**Task a:**
Using the Avatar commentary, answer each question:
(i) On which moon do the soldiers and scientists set up shop?
(ii) Which two films are named as other movies about white guilt?
(iii) Which country is called "the big Europe of the south"?

**Document section:**
.....
Over on io9, Annalee Newitz accurately comments that Avatar is just CGI white guilt.

Avatar imaginatively revisits the crime scene of white America’s foundational act of genocide, in which entire native tribes and civilizations were wiped out by European immigrants to the American continent. In the film, a group of soldiers and scientists have set up shop on the verdant moon Pandora, whose landscapes look like a cross between Northern California’s redwood cathedrals and Brazil’s tropical rainforest. The moon’s inhabitants, the Na’vi, are blue, catlike versions of native people: They wear feathers in their hair, worship nature gods, paint their faces for war, use bows and arrows, and live in tribes. Watching the movie, there is really no mistake that these are alien versions of stereotypical native peoples that we’ve seen in Hollywood movies for decades.

[...]

[A] few of these humans don’t want to crush the natives with tanks and bombs, so they wire their brains into the bodies of Na’vi avatars and try to win the natives’ trust. Jake is one of the team of avatar pilots, and he discovers to his surprise that he loves his life as a Na’vi warrior far more than he ever did his life as a human marine. ['When will white people stop making movies like Avatar?', source]

She then follows up this analysis with a wail that white people keep making movies about white guilt (like Dances with Wolves and District 9). It’s almost as if she’s shocked that Hollywood would keep making profitable films.

And that’s what this is. Left wing whities — who are typically the sort of people who spend vast amounts of cash at the cinematron — love to feel guilty about the past and so they’ll gladly fork out to go see a film which makes them feel better for feeling guilty. Oh, and they’ll also complain that the film is intrinsically racist. Left wing people of all colours feel a sense of unity when they’re randomly calling things racist. It’s a bonding experience.

If white guilt films weren’t so profitable, they wouldn’t get made. As they are profitable, they do get made. It’s your free market at play.

You could instead analyse why people flock to ‘white guilt’ films. I tend to argue that it’s because white kids have a very poor understanding of their own culture and why it’s important. Our cultural history isn’t explored and, as such, it becomes invisible and normalised. The individual is emphasised over the society and, as such, values are emphasised as a personal construct, not a social one. We thus end up with isolated monads separated from other men and the community.

Culture also gets constructed as something elitist. As most literature of our culture was produced by white males, the left is terrified of exposing impressionable young minds to it. It’s considered exclusive and archaic. In Australia, it’s considered too European — which is weird given that Australia is still the big Europe of the south and hasn’t really produced much in the way of its own culture (except in response to the prevailing European culture).
.....
**Rows from a pointing dataset:**
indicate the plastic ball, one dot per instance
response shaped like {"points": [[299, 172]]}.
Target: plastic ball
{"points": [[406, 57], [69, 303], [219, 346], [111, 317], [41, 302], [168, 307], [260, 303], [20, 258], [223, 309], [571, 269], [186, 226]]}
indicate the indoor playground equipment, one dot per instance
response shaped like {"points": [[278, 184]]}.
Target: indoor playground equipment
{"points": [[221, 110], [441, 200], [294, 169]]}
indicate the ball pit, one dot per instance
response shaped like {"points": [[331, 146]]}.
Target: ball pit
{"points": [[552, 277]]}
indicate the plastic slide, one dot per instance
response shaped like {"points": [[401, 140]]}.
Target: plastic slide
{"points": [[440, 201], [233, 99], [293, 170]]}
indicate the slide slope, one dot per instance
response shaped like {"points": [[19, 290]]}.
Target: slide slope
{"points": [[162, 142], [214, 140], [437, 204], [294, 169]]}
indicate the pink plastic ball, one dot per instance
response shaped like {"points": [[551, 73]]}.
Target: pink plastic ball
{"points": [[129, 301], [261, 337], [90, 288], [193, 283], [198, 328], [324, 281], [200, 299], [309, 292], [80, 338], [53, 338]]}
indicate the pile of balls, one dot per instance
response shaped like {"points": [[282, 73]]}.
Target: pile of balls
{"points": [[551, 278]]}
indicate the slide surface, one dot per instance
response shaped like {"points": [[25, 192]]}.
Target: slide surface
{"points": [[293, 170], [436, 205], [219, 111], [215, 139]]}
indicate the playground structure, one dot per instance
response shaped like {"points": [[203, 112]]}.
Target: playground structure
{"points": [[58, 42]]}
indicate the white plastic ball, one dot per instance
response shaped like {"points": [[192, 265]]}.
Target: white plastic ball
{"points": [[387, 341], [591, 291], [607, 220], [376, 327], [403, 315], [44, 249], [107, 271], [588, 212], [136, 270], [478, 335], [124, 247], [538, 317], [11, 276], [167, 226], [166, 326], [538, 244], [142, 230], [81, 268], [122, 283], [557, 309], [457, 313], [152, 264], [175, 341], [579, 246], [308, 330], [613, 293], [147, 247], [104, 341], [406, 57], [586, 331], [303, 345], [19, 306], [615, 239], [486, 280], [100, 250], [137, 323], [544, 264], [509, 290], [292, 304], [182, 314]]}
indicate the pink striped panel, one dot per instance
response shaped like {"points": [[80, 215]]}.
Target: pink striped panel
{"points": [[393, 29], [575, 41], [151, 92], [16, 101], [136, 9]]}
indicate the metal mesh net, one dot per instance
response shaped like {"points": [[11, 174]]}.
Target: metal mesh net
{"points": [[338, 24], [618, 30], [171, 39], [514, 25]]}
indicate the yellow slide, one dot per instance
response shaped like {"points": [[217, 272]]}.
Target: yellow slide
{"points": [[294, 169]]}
.....
**Task b:** Reproduce the rows unchanged, from the line containing "indicate the pink striped" through the final row, both included.

**Complete response a:**
(i) Pandora
(ii) Dances with Wolves and District 9
(iii) Australia

**Complete response b:**
indicate the pink striped panel, one dot per instance
response shaped like {"points": [[80, 215]]}.
Target: pink striped panel
{"points": [[393, 29], [575, 41], [151, 92], [16, 101], [136, 9]]}
indicate the metal mesh net, one dot per instance
response shaped like {"points": [[11, 174]]}.
Target: metal mesh net
{"points": [[338, 24], [618, 30], [171, 39], [514, 25]]}
indicate the yellow slide, one dot per instance
response shaped like {"points": [[217, 272]]}.
Target: yellow slide
{"points": [[294, 169]]}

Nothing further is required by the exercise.